Consigne:
Répondez aux questions suivantes sur l'extrait consacré au poète, ci-dessous :
1. À quelle condition la nuit plairait-elle assez au poète ?
2. Que le poète voit-il dans le soir charmant ?
3. D'après la phrase commençant par « Entre nous », qui le poète calomnie-t-il ?

Extrait choisi:
━━━━━━━━━━━━━━━━
L’ennui, fruit de la morne incuriosité.
 

Voyez de combien de coudées sa plainte âcre et hautaine dépasse les élégies ordinaires. Les grands bois l’effraient : ils hurlent comme l’orgue. Il hait l’Océan : ne retrouve-t-il pas dans le rire énorme de la mer les sanglots de l’homme vaincu ? En revanche, la nuit lui plairait assez – si elle n’avait pas d’étoiles. Car il cherche le vide, le noir, le nu :
 

Et de longs corbillards, sans amours ni musique,

Défilent lentement dans mon âme ; l’Espoir

Vaincu pleure, et l’Angoisse atroce, despotique,

Sur mon crâne incliné plante son drapeau noir.
 

Ainsi se lamente le poète, en proie à de douloureuses obsessions. Les choses les plus douces de ce monde ne sont pour lui que cendre et amertume. Que voit-il dans le soir charmant ? L’ami du criminel. Dans la Débauche et la Mort ? Deux aimables filles
 

Prodigues de baisers et riches de santé.
 

Les plaisirs lui sont terribles, les douceurs lui sont affreuses,
 

Au poète sinistre, ennemi des familles,

Favori de l’Enfer, courtisan mal renté.
 

Entre nous, je crois qu’il se fait plus noir qu’il n’est : il se calomnie lui-même, autant qu’il calomnie l’humanité tout entière, quand il dit, par exemple :
 

Si le viol, le poison, le poignard, l’incendie,

N’ont pas encor brodé de leurs plaisants dessins

Le canevas banal de nos piteux destins

C’est que notre âme, hélas ! n’est pas assez hardie.
━━━━━━━━━━━━━━━━
Extraits des données:
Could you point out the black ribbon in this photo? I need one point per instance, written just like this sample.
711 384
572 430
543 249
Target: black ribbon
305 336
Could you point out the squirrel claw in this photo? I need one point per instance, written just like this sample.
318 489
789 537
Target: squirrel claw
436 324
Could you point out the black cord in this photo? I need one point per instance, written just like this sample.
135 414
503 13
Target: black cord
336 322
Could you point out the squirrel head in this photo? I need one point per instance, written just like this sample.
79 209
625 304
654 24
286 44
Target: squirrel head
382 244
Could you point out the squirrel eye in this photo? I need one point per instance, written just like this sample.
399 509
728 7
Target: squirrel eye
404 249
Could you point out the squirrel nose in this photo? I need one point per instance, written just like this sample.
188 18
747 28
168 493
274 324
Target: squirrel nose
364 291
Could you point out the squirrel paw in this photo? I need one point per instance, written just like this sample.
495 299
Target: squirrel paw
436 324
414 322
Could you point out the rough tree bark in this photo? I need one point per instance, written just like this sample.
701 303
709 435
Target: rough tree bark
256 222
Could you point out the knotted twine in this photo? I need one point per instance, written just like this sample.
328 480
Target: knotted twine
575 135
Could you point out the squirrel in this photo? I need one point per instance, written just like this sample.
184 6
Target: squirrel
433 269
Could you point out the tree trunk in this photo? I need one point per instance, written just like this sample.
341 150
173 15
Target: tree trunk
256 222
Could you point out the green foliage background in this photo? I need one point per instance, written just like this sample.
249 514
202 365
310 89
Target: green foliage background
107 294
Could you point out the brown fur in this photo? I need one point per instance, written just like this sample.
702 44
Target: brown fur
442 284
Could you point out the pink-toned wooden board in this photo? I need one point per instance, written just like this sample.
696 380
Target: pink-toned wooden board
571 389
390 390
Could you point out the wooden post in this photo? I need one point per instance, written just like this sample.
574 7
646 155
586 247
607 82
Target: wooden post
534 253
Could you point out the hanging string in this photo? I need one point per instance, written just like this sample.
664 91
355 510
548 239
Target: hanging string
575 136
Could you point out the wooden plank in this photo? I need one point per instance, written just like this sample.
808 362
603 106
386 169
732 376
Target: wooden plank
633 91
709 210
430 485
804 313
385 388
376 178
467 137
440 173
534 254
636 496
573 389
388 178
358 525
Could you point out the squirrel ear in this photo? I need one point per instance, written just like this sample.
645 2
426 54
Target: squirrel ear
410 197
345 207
━━━━━━━━━━━━━━━━
Corrigé complet:
1. La nuit lui plairait assez si elle n'avait pas d'étoiles.
2. Il y voit l'ami du criminel.
3. Il se calomnie lui-même, autant qu'il calomnie l'humanité tout entière.